- ARTICLE:

Paul Dodge
- Born: Paul William Dodge 26 February 1958 (age 67) Leicester, England

Rugby union career
- Position(s): Centre

Senior career
- Years: Team / Apps / (Points)
- 1975–1991: Leicester Tigers / 436 / ()

International career
- Years: Team / Apps / (Points)
- 1978–1985: England / 32 / (15)

= Paul Dodge =

England international rugby union player

Paul William Dodge (born 26 February 1958 in Leicester, England) is a former English rugby union international footballer who gained 32 caps for his country between 1978 and 1985. His Leicester Tigers career earned him 436 appearances.

- LISTED RECORDS:
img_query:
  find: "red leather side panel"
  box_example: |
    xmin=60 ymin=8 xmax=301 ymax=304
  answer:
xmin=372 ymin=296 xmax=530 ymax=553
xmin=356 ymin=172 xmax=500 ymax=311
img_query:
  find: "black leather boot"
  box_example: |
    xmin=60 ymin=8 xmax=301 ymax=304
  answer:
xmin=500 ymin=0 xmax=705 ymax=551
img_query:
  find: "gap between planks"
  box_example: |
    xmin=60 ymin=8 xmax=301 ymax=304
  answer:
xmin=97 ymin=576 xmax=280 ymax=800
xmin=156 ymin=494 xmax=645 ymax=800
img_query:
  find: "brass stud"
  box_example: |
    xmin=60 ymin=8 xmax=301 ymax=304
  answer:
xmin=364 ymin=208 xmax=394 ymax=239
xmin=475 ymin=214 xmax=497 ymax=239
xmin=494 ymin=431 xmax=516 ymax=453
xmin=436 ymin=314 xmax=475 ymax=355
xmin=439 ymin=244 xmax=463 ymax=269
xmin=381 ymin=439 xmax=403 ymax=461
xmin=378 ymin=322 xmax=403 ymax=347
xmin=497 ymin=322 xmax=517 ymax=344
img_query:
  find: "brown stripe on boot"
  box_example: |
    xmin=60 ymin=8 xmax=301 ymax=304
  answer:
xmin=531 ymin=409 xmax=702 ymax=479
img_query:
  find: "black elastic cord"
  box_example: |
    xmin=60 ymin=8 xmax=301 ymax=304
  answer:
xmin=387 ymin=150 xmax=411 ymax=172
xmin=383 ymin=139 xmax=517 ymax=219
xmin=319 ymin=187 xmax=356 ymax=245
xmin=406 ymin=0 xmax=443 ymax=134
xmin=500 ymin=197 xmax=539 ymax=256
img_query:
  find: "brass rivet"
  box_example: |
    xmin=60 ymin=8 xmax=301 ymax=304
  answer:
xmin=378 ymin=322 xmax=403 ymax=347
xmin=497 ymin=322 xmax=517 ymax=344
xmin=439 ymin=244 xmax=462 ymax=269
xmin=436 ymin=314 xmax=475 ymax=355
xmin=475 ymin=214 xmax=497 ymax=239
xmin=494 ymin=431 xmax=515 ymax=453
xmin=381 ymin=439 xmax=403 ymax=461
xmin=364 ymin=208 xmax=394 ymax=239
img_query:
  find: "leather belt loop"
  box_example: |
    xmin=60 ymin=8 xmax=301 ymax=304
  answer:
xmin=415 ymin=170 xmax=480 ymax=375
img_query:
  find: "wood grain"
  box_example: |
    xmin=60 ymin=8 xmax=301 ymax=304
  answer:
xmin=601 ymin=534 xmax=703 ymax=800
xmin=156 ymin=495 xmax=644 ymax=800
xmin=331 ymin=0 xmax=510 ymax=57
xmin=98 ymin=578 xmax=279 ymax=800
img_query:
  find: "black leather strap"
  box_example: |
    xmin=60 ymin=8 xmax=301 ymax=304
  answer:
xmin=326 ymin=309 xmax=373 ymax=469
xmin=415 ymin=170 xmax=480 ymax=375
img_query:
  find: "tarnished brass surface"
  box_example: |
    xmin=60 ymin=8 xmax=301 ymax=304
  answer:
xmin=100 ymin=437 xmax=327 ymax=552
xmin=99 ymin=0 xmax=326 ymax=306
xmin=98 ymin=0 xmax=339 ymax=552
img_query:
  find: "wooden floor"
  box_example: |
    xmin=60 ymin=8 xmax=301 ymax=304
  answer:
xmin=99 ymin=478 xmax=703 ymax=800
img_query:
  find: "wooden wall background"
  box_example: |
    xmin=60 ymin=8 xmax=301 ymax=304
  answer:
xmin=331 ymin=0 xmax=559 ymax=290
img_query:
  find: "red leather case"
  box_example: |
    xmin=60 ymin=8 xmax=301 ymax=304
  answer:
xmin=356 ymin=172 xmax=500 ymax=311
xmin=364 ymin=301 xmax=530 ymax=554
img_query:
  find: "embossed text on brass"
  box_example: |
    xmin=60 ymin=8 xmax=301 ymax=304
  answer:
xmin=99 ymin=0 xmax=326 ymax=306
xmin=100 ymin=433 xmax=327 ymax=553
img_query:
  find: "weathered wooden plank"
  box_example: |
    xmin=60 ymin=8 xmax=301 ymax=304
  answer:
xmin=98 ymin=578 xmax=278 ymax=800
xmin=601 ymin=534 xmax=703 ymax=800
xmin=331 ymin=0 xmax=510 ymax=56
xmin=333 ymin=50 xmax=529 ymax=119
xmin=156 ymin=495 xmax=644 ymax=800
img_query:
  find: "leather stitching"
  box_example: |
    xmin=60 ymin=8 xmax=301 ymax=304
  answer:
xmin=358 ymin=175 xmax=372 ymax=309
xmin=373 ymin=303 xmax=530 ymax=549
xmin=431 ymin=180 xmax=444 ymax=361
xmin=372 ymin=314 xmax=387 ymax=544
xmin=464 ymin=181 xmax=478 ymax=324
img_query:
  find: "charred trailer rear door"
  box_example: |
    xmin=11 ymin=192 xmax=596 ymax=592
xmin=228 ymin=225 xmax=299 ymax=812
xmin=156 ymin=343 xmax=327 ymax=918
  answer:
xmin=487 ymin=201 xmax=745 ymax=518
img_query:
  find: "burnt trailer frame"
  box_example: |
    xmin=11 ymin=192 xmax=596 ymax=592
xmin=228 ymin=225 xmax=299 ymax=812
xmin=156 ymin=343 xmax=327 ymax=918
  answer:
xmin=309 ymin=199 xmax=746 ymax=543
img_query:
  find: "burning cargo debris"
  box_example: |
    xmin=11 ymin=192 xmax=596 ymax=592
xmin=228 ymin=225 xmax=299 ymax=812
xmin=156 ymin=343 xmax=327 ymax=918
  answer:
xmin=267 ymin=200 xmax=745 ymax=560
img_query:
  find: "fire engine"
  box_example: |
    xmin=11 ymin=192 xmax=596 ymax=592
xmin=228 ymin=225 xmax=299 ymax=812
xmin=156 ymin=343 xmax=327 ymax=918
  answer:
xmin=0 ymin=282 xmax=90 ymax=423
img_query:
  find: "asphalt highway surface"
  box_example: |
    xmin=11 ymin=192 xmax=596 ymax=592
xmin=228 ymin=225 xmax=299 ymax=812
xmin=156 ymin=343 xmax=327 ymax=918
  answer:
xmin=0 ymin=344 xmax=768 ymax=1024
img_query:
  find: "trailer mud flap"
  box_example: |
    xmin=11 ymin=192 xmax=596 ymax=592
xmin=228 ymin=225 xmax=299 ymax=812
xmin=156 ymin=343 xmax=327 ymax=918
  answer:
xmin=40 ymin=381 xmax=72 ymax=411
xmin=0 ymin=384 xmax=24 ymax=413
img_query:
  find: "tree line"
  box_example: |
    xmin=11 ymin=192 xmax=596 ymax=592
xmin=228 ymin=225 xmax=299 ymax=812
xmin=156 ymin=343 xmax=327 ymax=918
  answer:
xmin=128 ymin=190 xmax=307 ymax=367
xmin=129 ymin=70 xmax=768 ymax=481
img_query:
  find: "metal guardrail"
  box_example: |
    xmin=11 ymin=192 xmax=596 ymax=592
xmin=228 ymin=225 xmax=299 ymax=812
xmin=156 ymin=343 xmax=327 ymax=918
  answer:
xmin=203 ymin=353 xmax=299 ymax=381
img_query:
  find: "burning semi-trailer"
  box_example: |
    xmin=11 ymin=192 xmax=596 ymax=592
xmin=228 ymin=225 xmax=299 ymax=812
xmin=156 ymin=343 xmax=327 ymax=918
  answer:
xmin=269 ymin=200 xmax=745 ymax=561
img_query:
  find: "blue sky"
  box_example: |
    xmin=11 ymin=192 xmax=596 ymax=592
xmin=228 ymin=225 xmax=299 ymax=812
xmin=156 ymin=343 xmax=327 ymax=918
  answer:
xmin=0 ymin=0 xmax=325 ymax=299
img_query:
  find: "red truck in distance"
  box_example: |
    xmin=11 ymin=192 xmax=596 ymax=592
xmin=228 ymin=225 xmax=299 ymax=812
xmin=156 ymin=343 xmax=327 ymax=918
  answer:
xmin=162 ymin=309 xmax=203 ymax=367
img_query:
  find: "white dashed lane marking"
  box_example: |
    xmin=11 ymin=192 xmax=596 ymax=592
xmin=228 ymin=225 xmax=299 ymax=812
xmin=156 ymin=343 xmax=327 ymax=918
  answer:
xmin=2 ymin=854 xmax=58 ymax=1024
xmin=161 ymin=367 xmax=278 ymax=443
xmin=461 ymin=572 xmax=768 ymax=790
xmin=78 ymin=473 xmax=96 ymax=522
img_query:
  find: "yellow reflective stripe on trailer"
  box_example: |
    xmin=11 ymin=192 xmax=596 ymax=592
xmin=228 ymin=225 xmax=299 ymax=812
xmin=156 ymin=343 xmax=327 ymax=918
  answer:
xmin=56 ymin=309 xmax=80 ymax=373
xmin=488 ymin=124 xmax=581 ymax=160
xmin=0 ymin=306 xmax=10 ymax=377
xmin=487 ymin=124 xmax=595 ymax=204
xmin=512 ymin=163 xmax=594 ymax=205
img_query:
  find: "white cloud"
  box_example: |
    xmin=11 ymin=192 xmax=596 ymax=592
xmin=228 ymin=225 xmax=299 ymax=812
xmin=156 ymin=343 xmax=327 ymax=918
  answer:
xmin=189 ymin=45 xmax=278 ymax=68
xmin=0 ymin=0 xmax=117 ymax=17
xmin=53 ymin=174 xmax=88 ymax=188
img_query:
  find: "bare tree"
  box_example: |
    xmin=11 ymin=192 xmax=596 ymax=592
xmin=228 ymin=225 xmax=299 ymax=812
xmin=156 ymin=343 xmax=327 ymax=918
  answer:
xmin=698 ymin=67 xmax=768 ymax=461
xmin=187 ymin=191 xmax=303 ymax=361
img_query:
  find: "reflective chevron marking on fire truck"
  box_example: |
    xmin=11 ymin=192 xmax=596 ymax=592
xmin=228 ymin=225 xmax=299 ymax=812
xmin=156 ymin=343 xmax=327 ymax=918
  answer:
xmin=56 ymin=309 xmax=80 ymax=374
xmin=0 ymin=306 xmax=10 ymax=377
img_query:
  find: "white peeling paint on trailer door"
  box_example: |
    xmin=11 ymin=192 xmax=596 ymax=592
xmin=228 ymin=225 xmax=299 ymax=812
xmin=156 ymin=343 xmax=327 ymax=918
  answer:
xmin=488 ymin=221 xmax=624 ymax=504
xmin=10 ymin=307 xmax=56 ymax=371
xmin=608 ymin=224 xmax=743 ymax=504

- TASKS TO COMPLETE:
A) According to the Paul Dodge article, what position did he play?
B) List every distinct four-digit year that appears in the Paul Dodge article.
C) From the Paul Dodge article, return the passage that begins at the words "- 1975–1991: Leicester" and stops after "him 436 appearances.", copied without changes.

- ANSWERS TO THE EXERCISES:
A) Centre

B) 1958, 1975, 1991, 1978, 1985

C)
- 1975–1991: Leicester Tigers / 436 / ()

International career
- Years: Team / Apps / (Points)
- 1978–1985: England / 32 / (15)

= Paul Dodge =

England international rugby union player

Paul William Dodge (born 26 February 1958 in Leicester, England) is a former English rugby union international footballer who gained 32 caps for his country between 1978 and 1985. His Leicester Tigers career earned him 436 appearances.